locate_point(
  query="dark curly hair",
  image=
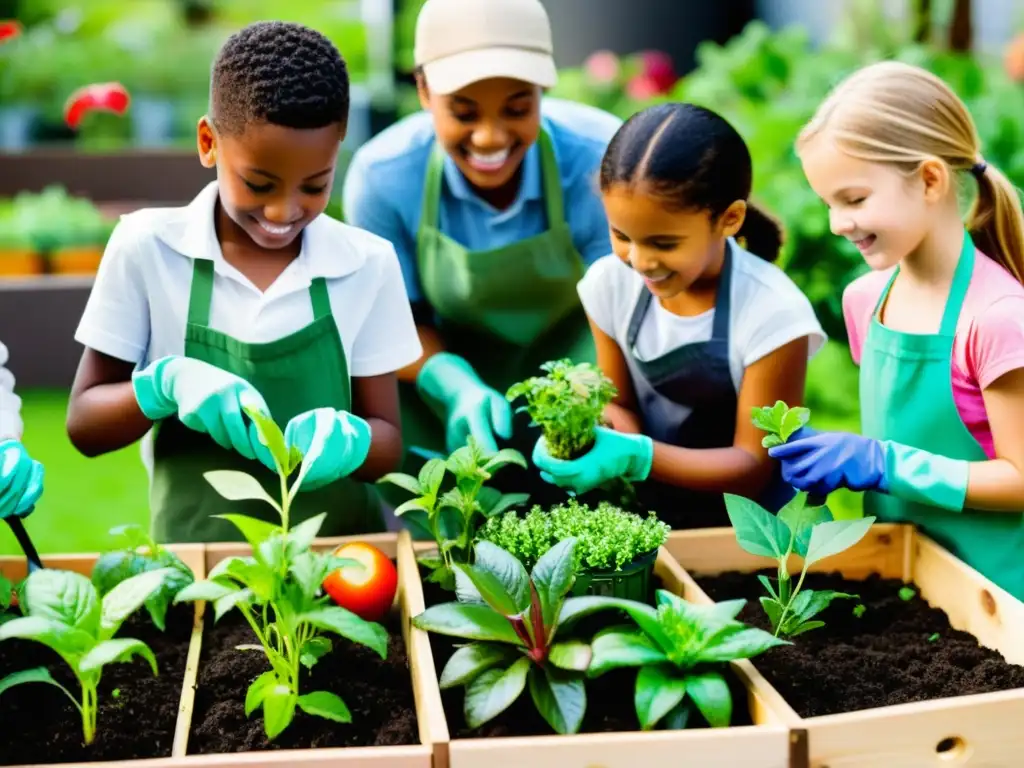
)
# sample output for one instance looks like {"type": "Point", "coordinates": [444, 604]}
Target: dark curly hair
{"type": "Point", "coordinates": [280, 73]}
{"type": "Point", "coordinates": [691, 159]}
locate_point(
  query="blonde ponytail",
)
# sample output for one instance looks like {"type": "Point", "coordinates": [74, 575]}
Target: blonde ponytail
{"type": "Point", "coordinates": [904, 116]}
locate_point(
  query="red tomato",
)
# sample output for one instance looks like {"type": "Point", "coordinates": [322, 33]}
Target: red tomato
{"type": "Point", "coordinates": [368, 591]}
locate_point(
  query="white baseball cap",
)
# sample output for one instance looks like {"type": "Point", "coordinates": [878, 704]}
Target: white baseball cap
{"type": "Point", "coordinates": [459, 42]}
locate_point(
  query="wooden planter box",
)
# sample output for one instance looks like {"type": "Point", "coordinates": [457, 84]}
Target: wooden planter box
{"type": "Point", "coordinates": [971, 730]}
{"type": "Point", "coordinates": [15, 568]}
{"type": "Point", "coordinates": [769, 743]}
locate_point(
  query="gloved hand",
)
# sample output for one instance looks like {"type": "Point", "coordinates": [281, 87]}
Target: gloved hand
{"type": "Point", "coordinates": [822, 462]}
{"type": "Point", "coordinates": [335, 441]}
{"type": "Point", "coordinates": [20, 480]}
{"type": "Point", "coordinates": [612, 455]}
{"type": "Point", "coordinates": [471, 407]}
{"type": "Point", "coordinates": [205, 398]}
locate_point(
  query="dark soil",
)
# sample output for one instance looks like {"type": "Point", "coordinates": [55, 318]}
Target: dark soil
{"type": "Point", "coordinates": [896, 652]}
{"type": "Point", "coordinates": [609, 697]}
{"type": "Point", "coordinates": [378, 693]}
{"type": "Point", "coordinates": [41, 725]}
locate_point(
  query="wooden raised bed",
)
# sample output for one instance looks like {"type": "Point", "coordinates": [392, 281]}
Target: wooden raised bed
{"type": "Point", "coordinates": [979, 729]}
{"type": "Point", "coordinates": [14, 568]}
{"type": "Point", "coordinates": [767, 743]}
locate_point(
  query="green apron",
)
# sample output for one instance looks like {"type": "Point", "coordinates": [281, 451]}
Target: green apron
{"type": "Point", "coordinates": [906, 397]}
{"type": "Point", "coordinates": [506, 310]}
{"type": "Point", "coordinates": [295, 374]}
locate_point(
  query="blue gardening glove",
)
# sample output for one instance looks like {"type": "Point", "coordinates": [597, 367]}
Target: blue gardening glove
{"type": "Point", "coordinates": [471, 408]}
{"type": "Point", "coordinates": [205, 398]}
{"type": "Point", "coordinates": [335, 443]}
{"type": "Point", "coordinates": [612, 455]}
{"type": "Point", "coordinates": [822, 462]}
{"type": "Point", "coordinates": [20, 480]}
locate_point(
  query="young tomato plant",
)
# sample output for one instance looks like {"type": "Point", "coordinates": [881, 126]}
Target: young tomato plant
{"type": "Point", "coordinates": [514, 621]}
{"type": "Point", "coordinates": [139, 554]}
{"type": "Point", "coordinates": [64, 611]}
{"type": "Point", "coordinates": [453, 513]}
{"type": "Point", "coordinates": [278, 591]}
{"type": "Point", "coordinates": [567, 403]}
{"type": "Point", "coordinates": [682, 650]}
{"type": "Point", "coordinates": [802, 529]}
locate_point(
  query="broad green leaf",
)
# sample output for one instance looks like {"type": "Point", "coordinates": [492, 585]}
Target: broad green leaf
{"type": "Point", "coordinates": [468, 621]}
{"type": "Point", "coordinates": [560, 697]}
{"type": "Point", "coordinates": [119, 649]}
{"type": "Point", "coordinates": [711, 693]}
{"type": "Point", "coordinates": [657, 692]}
{"type": "Point", "coordinates": [468, 662]}
{"type": "Point", "coordinates": [613, 649]}
{"type": "Point", "coordinates": [500, 579]}
{"type": "Point", "coordinates": [346, 624]}
{"type": "Point", "coordinates": [323, 704]}
{"type": "Point", "coordinates": [829, 539]}
{"type": "Point", "coordinates": [494, 691]}
{"type": "Point", "coordinates": [62, 596]}
{"type": "Point", "coordinates": [279, 709]}
{"type": "Point", "coordinates": [571, 654]}
{"type": "Point", "coordinates": [238, 486]}
{"type": "Point", "coordinates": [758, 530]}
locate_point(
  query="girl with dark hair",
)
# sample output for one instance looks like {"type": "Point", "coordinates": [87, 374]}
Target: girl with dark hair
{"type": "Point", "coordinates": [691, 321]}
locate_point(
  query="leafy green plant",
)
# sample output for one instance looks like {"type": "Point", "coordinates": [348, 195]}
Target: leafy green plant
{"type": "Point", "coordinates": [141, 553]}
{"type": "Point", "coordinates": [278, 591]}
{"type": "Point", "coordinates": [567, 403]}
{"type": "Point", "coordinates": [682, 649]}
{"type": "Point", "coordinates": [514, 622]}
{"type": "Point", "coordinates": [453, 513]}
{"type": "Point", "coordinates": [607, 537]}
{"type": "Point", "coordinates": [802, 529]}
{"type": "Point", "coordinates": [64, 611]}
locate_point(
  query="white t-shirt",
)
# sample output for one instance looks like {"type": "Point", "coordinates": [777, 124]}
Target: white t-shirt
{"type": "Point", "coordinates": [767, 312]}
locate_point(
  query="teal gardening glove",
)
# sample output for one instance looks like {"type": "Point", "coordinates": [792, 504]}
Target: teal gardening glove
{"type": "Point", "coordinates": [335, 443]}
{"type": "Point", "coordinates": [612, 455]}
{"type": "Point", "coordinates": [471, 408]}
{"type": "Point", "coordinates": [20, 480]}
{"type": "Point", "coordinates": [205, 398]}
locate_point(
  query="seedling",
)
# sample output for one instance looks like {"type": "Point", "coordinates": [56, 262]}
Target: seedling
{"type": "Point", "coordinates": [806, 530]}
{"type": "Point", "coordinates": [139, 554]}
{"type": "Point", "coordinates": [682, 650]}
{"type": "Point", "coordinates": [514, 621]}
{"type": "Point", "coordinates": [64, 611]}
{"type": "Point", "coordinates": [453, 516]}
{"type": "Point", "coordinates": [567, 403]}
{"type": "Point", "coordinates": [278, 591]}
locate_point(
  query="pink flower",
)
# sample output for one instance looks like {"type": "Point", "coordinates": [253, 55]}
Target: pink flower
{"type": "Point", "coordinates": [602, 67]}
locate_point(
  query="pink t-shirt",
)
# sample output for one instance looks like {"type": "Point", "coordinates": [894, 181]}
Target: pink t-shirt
{"type": "Point", "coordinates": [988, 342]}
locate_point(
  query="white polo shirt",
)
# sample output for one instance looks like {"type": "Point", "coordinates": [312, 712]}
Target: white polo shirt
{"type": "Point", "coordinates": [138, 306]}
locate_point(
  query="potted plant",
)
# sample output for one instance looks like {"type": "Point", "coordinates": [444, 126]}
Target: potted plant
{"type": "Point", "coordinates": [615, 550]}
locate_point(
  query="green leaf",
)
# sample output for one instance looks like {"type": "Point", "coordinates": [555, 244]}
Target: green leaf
{"type": "Point", "coordinates": [346, 624]}
{"type": "Point", "coordinates": [573, 655]}
{"type": "Point", "coordinates": [613, 649]}
{"type": "Point", "coordinates": [657, 692]}
{"type": "Point", "coordinates": [711, 693]}
{"type": "Point", "coordinates": [829, 539]}
{"type": "Point", "coordinates": [494, 691]}
{"type": "Point", "coordinates": [758, 530]}
{"type": "Point", "coordinates": [469, 660]}
{"type": "Point", "coordinates": [238, 486]}
{"type": "Point", "coordinates": [500, 579]}
{"type": "Point", "coordinates": [323, 704]}
{"type": "Point", "coordinates": [117, 650]}
{"type": "Point", "coordinates": [560, 697]}
{"type": "Point", "coordinates": [469, 621]}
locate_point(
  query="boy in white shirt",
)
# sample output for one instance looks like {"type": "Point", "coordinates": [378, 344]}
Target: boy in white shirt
{"type": "Point", "coordinates": [250, 296]}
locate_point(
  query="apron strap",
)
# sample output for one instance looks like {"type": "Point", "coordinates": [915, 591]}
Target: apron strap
{"type": "Point", "coordinates": [201, 293]}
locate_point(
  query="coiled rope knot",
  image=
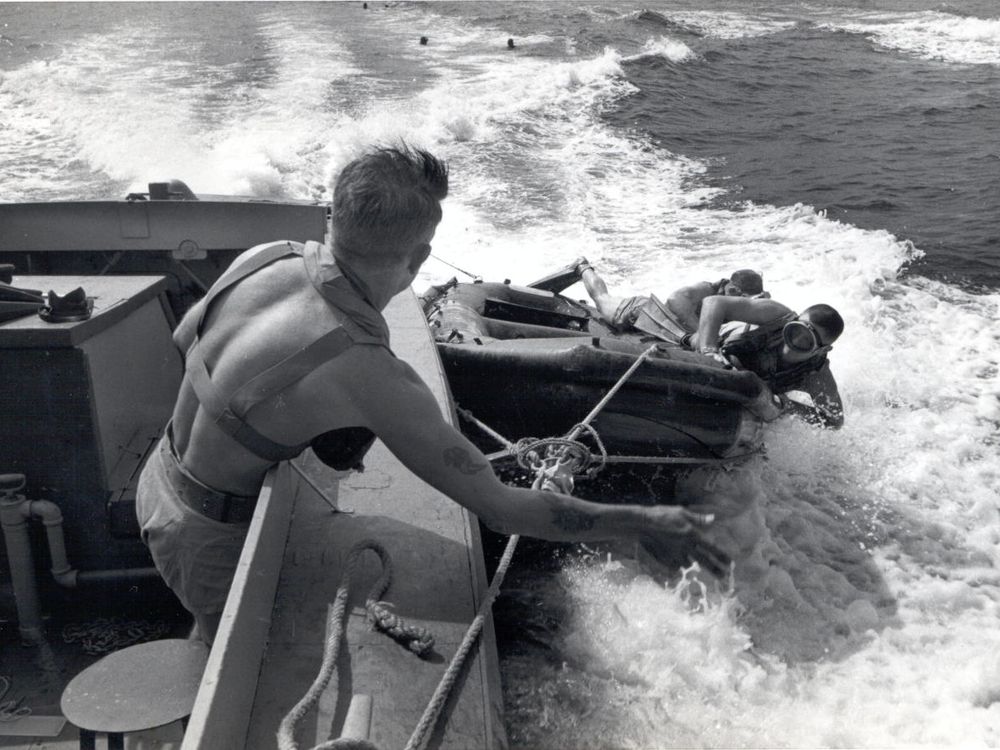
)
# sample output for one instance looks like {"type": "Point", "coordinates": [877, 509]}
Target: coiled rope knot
{"type": "Point", "coordinates": [418, 639]}
{"type": "Point", "coordinates": [566, 456]}
{"type": "Point", "coordinates": [415, 637]}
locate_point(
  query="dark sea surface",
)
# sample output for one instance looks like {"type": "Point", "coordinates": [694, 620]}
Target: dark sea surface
{"type": "Point", "coordinates": [848, 150]}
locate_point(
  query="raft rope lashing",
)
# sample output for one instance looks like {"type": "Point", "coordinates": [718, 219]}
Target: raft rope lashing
{"type": "Point", "coordinates": [460, 270]}
{"type": "Point", "coordinates": [417, 639]}
{"type": "Point", "coordinates": [552, 474]}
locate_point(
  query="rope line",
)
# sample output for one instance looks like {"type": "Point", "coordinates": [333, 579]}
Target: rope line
{"type": "Point", "coordinates": [10, 710]}
{"type": "Point", "coordinates": [421, 734]}
{"type": "Point", "coordinates": [331, 649]}
{"type": "Point", "coordinates": [553, 472]}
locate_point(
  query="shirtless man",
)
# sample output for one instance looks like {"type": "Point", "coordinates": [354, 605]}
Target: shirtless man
{"type": "Point", "coordinates": [289, 345]}
{"type": "Point", "coordinates": [787, 350]}
{"type": "Point", "coordinates": [684, 304]}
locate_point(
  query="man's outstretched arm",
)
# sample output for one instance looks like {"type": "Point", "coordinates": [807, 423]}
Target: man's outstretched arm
{"type": "Point", "coordinates": [401, 410]}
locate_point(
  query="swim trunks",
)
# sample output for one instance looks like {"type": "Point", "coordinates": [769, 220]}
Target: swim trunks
{"type": "Point", "coordinates": [628, 311]}
{"type": "Point", "coordinates": [196, 555]}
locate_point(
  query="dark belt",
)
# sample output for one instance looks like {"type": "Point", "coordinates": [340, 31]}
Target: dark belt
{"type": "Point", "coordinates": [219, 506]}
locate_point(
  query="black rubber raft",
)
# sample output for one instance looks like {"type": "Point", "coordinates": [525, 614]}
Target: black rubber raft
{"type": "Point", "coordinates": [532, 363]}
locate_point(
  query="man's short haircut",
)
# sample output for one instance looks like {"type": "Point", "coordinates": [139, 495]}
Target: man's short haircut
{"type": "Point", "coordinates": [749, 281]}
{"type": "Point", "coordinates": [826, 320]}
{"type": "Point", "coordinates": [383, 198]}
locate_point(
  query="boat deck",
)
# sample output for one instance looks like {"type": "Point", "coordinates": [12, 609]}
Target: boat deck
{"type": "Point", "coordinates": [270, 644]}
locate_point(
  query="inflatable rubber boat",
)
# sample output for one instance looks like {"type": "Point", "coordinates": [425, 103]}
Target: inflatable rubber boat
{"type": "Point", "coordinates": [526, 361]}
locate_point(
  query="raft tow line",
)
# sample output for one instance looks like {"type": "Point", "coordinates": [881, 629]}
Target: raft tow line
{"type": "Point", "coordinates": [550, 475]}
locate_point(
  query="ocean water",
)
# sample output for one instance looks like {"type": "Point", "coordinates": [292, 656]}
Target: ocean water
{"type": "Point", "coordinates": [847, 150]}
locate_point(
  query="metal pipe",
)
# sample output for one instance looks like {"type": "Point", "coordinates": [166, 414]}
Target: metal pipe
{"type": "Point", "coordinates": [22, 566]}
{"type": "Point", "coordinates": [51, 518]}
{"type": "Point", "coordinates": [15, 513]}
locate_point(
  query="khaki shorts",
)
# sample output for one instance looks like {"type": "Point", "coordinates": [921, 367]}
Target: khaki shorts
{"type": "Point", "coordinates": [627, 312]}
{"type": "Point", "coordinates": [196, 555]}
++++++++
### [Objective]
Which lines in the records above contain the string "outstretched"? Copy each of them in full.

### [Result]
  query="man's outstretched arm",
Target: man's outstretched arm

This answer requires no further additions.